> **INPUT DATA**:
################

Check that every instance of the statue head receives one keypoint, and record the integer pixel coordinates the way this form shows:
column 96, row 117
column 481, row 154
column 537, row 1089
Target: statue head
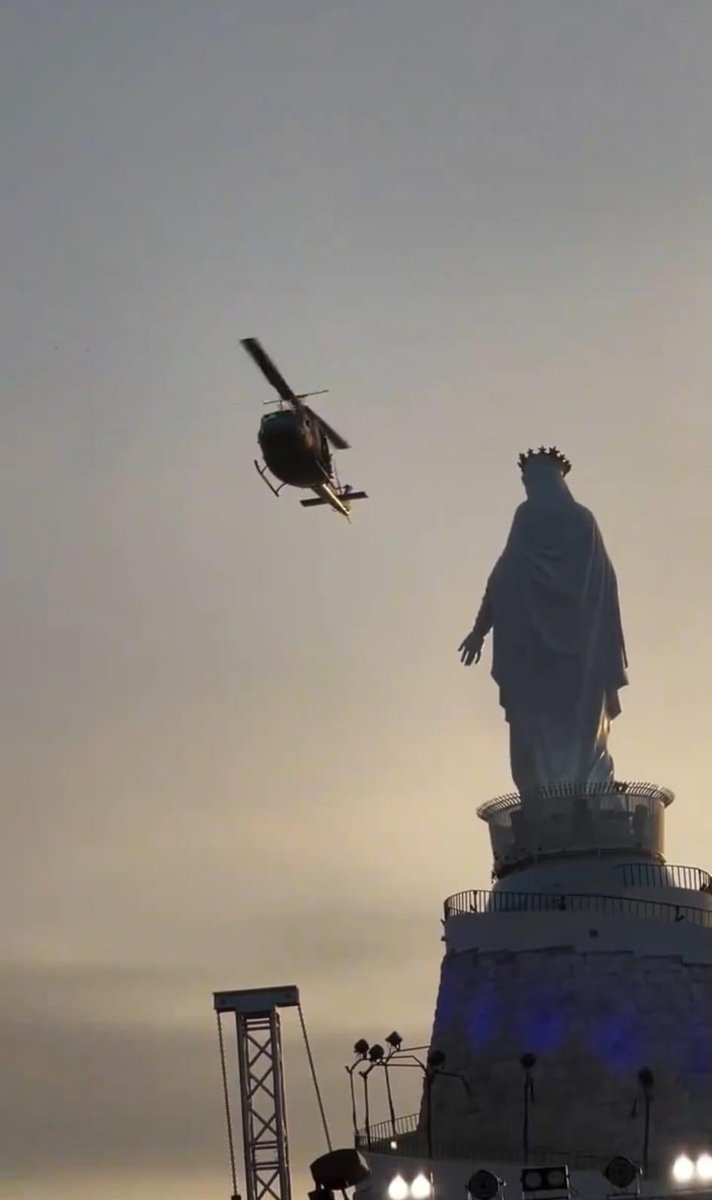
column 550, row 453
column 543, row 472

################

Your answer must be an exact copy of every entry, with no pictures in it.

Check that every instance of the statue head receives one keypoint, and record the integer pixel coordinates the way this form shows:
column 96, row 117
column 481, row 154
column 537, row 1089
Target: statue head
column 550, row 453
column 543, row 472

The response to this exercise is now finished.